▶ [TASK LIST]:
(1) From the GARM documentation, extract the text between "Genome assembly list: This" and "using Illumina reads.", inclusive, copying it word for word.
(2) Based on the GARM documentation, explain in one to three sentences why the reconciliation part is still a work in process.

▶ [SOURCE PASSAGE]:
════

Menu

GARM documentation

Alejandro Sanchez-Flores

GARM basics

Genome Assembly Reconciliation and Merging (GARM) is a Perl script-based pipeline intended for merging assembly results. The great advantage of GARM is that it can store the scaffolding information of the best assembly and use it later to reconstruct the scaffolds. For GARM, a scaffold is a two or more contigs attached with at least 20 N characters. The scaffolding information is used to verify if the merged contigs that belonged to a certain scaffold were placed at a similar distance the calculated gap. This is the reconciliation part, which relies on the assumption that the scaffolding information is correct, however this is not necessarily true. This reconciliation part is a work in process since the distribution of the gap lengths is something difficult to determine especially when different insert size libraries were used in the assembly.

GARM input

GARM needs 3 files:

Assembly 1: Assembly results in FASTA format. It could be just contigs or scaffolds or both.
Assembly 2: Assembly results in FASTA format. It could be just contigs or scaffolds or both.
Genome assembly list: This is a plain text file (in UNIX coding) with two columns for each line:
Column 1: the absolute path to the assembly
Column 2: a prefix that will indicate what type of technology or assembler was used. It could be
any prefix that will help you to identify the origin of the contig.

Example (my_genomes.txt):

/scratch01/alexsf/ITV/ION_S30/454AllContigs.fna ION
/scratch01/alexsf/ITV/S30/ASSEMBLY_ABYSS_27/contigs.fa ILLUM

In this case I have one assembly using Ion Torrent data with Newbler 3.0 and a second assembly from ABySS using Illumina reads.

You can use a third column where you can put a * mark to indicate which genome you want to use for scaffolding information in case both of them are scaffolds. Otherwise, the program will choose which one is the best based on a greater N50, average scaffold length and total bases.

GARM output

Depending if the input file contained scaffolds you will have different results.

════

▶ [SUPPLIED ENTRIES]:
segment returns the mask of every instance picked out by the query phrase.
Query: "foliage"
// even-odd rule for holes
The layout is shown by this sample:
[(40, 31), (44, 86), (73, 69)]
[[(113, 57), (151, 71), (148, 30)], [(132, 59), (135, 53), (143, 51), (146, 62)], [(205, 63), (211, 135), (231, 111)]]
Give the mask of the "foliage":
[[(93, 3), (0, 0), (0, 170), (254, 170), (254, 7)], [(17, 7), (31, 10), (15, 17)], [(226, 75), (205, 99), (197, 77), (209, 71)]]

════

▶ [TASK RESULTS]:
(1)
Genome assembly list: This is a plain text file (in UNIX coding) with two columns for each line:
Column 1: the absolute path to the assembly
Column 2: a prefix that will indicate what type of technology or assembler was used. It could be
any prefix that will help you to identify the origin of the contig.

Example (my_genomes.txt):

/scratch01/alexsf/ITV/ION_S30/454AllContigs.fna ION
/scratch01/alexsf/ITV/S30/ASSEMBLY_ABYSS_27/contigs.fa ILLUM

In this case I have one assembly using Ion Torrent data with Newbler 3.0 and a second assembly from ABySS using Illumina reads.

(2) The reconciliation part is still a work in process because the distribution of the gap lengths is difficult to determine. This is especially hard when different insert size libraries were used in the assembly.